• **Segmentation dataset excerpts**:
§

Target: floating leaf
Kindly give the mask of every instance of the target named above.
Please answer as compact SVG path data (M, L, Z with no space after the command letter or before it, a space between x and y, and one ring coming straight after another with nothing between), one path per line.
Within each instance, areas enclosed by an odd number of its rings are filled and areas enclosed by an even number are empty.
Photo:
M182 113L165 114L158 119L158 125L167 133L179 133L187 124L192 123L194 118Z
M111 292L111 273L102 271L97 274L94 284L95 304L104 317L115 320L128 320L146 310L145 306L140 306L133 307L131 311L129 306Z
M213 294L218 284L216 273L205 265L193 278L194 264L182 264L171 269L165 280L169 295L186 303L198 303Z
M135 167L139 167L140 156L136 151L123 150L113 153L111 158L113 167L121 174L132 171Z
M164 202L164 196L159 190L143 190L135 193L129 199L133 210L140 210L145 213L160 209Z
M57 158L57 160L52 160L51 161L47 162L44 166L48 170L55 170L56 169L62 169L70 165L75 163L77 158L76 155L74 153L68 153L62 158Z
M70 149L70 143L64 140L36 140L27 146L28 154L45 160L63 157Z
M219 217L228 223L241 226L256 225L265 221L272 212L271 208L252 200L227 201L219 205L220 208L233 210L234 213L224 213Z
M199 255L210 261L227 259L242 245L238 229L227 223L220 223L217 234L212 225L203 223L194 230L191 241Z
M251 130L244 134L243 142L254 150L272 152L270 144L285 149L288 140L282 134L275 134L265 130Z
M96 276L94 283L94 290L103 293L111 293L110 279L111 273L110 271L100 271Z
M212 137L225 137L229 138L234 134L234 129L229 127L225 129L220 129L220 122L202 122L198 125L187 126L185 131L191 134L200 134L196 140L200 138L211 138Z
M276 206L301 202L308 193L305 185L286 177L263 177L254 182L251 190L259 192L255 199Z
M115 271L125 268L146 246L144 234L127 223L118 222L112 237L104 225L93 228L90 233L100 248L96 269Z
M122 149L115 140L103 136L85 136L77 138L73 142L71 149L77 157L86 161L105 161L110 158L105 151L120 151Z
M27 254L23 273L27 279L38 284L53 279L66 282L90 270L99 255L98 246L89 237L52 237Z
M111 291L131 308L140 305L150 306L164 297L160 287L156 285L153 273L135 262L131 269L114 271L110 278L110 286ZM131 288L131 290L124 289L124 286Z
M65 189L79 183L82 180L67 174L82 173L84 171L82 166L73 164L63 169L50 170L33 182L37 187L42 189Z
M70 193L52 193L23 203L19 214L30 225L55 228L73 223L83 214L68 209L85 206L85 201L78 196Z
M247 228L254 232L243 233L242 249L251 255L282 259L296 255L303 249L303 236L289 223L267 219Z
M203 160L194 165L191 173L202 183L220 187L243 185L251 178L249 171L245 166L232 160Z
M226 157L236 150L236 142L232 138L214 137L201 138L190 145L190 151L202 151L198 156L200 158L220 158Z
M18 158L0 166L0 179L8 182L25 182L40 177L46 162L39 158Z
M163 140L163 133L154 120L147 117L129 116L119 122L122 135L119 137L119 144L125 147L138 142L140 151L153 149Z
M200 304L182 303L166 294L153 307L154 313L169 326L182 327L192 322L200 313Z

§

• **Exercise directions**:
All of the records must be retyped exactly as they are.

• **The response**:
Target: floating leaf
Kindly give the mask of every instance of the target named above.
Please answer as compact SVG path data (M, L, Z with no space after the command letter or before it, a space between x and y, and one ring coming straight after another with nothing between), one path per line.
Within each instance, areas enclosed by an odd number of its rings are filled and areas enclosed by an even number are empty.
Photo:
M182 113L165 114L158 119L158 125L167 133L179 133L187 124L192 123L194 118Z
M111 292L111 273L102 271L97 274L94 284L95 304L104 317L115 320L128 320L146 310L145 306L140 306L133 307L131 311L129 306Z
M213 294L218 284L216 273L205 265L193 278L194 264L182 264L171 269L165 280L169 295L186 303L198 303Z
M135 167L139 167L140 156L136 151L123 150L113 153L111 158L113 167L121 174L132 171Z
M164 202L164 196L159 190L143 190L135 193L129 199L133 210L140 210L145 213L160 209Z
M57 158L57 160L52 160L51 161L47 162L44 166L48 170L55 170L56 169L62 169L70 165L75 163L77 158L76 155L74 153L68 153L62 158Z
M70 149L70 143L64 140L36 140L27 146L28 154L45 160L63 157Z
M219 217L228 223L241 226L256 225L265 221L272 212L271 208L252 200L227 201L219 205L220 208L233 210L234 213L224 213Z
M199 255L210 261L227 259L242 245L238 229L227 223L220 223L217 234L212 225L203 223L194 230L191 241Z
M251 130L244 134L243 142L254 150L272 152L270 144L285 149L288 140L282 134L275 134L265 130Z
M96 276L94 283L94 290L103 293L111 293L110 279L111 273L110 271L100 271Z
M212 137L225 137L229 138L234 134L234 129L229 127L225 129L220 129L220 122L202 122L198 125L187 126L185 131L191 134L200 134L196 140L200 138L211 138Z
M276 206L301 202L308 193L305 185L286 177L263 177L254 182L251 190L259 192L255 199Z
M115 271L125 268L146 246L144 234L127 223L118 222L112 237L104 225L93 228L90 233L100 248L96 269Z
M122 149L115 140L103 136L85 136L77 138L73 142L71 149L77 157L86 161L105 161L110 158L105 151L120 151Z
M27 254L23 273L27 279L38 284L53 279L66 282L90 270L99 255L98 246L89 237L52 237Z
M111 291L131 308L140 305L150 306L164 297L160 287L156 285L153 273L135 262L131 269L114 271L110 278L110 286ZM131 288L131 290L124 289L124 286Z
M65 189L79 183L82 180L67 174L82 173L84 171L82 166L73 164L63 169L50 170L33 182L37 187L42 189Z
M70 193L52 193L23 203L19 214L30 225L55 228L73 223L83 214L68 209L85 206L85 201L78 196Z
M247 228L254 232L243 233L242 249L251 255L282 259L296 255L303 249L303 236L289 223L267 219Z
M203 160L194 165L191 173L202 183L220 187L243 185L251 178L249 171L245 166L232 160Z
M226 157L236 150L236 142L232 138L214 137L201 138L190 145L190 151L202 151L198 156L200 158L220 158Z
M18 158L0 166L0 179L8 182L25 182L40 177L46 162L39 158Z
M163 140L163 133L154 120L147 117L129 116L119 122L122 135L119 137L119 144L125 147L138 142L140 151L153 149Z
M200 304L182 303L166 294L153 307L154 313L169 326L182 327L192 322L200 313Z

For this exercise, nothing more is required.